* BEGIN *
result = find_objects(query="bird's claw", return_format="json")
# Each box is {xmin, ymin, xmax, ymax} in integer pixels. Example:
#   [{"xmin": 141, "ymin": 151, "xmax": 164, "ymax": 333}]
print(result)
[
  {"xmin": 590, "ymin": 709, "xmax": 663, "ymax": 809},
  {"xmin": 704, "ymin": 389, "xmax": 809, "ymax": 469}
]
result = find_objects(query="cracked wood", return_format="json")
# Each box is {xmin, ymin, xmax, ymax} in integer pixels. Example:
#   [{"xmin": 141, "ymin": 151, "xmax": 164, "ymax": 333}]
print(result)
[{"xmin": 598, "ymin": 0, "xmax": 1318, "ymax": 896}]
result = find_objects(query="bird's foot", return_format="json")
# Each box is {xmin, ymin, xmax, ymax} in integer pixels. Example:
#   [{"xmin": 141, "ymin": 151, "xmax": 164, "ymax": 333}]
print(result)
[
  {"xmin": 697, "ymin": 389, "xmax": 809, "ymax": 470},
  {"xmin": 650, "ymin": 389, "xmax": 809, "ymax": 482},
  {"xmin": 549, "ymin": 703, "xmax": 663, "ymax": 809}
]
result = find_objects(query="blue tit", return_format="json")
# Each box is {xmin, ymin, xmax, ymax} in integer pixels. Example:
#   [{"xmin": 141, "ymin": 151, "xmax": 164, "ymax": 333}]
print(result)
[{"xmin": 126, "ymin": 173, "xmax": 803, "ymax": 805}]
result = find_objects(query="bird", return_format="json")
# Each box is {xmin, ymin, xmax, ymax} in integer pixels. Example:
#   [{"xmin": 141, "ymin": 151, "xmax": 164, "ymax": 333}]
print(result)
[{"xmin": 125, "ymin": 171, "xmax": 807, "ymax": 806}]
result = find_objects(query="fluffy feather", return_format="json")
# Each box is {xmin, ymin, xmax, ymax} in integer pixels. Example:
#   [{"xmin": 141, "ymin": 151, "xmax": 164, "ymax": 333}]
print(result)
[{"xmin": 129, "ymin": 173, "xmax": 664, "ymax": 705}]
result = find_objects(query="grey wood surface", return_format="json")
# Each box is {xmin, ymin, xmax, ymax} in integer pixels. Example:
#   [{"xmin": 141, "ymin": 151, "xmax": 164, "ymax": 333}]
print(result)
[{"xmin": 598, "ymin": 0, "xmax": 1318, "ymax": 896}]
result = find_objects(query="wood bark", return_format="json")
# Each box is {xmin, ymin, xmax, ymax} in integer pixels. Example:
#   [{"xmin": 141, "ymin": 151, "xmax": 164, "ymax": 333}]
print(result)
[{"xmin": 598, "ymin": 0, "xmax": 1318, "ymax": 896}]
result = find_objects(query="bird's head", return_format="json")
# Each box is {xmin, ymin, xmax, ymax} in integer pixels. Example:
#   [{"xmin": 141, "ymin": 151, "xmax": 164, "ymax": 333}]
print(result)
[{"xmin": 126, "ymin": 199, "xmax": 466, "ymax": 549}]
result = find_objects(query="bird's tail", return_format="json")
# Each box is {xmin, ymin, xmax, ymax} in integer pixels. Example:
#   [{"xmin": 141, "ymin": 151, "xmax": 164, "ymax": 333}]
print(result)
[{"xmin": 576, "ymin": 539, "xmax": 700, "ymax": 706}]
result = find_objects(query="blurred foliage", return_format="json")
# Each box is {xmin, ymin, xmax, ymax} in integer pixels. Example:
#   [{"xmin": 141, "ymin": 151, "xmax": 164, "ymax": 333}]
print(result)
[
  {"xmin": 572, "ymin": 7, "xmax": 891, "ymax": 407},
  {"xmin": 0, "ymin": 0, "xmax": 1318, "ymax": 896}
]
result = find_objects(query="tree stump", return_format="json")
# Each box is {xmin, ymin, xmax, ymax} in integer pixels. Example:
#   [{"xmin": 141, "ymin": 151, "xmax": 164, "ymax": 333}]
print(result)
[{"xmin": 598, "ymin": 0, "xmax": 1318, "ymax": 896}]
* END *
Do this: Find each line in the records above that contains the string "json", treating uppercase and lowercase letters as different, and copy those lines in full.

Answer for this exercise:
result = find_objects(query="bird's claw", return_format="json")
result = find_objects(query="cracked wood", return_format="json")
result = find_objects(query="bird's foot", return_format="json")
result = find_objects(query="blue tit", return_format="json")
result = find_objects(query="bird", return_format="json")
result = find_objects(query="fluffy feather", return_format="json")
result = find_objects(query="grey wood surface", return_format="json")
result = find_objects(query="wood bark", return_format="json")
result = find_objects(query="bird's head", return_format="json")
result = find_objects(query="bird's tail", return_format="json")
result = find_objects(query="blurred foliage", return_format="json")
result = find_objects(query="tree stump", return_format="json")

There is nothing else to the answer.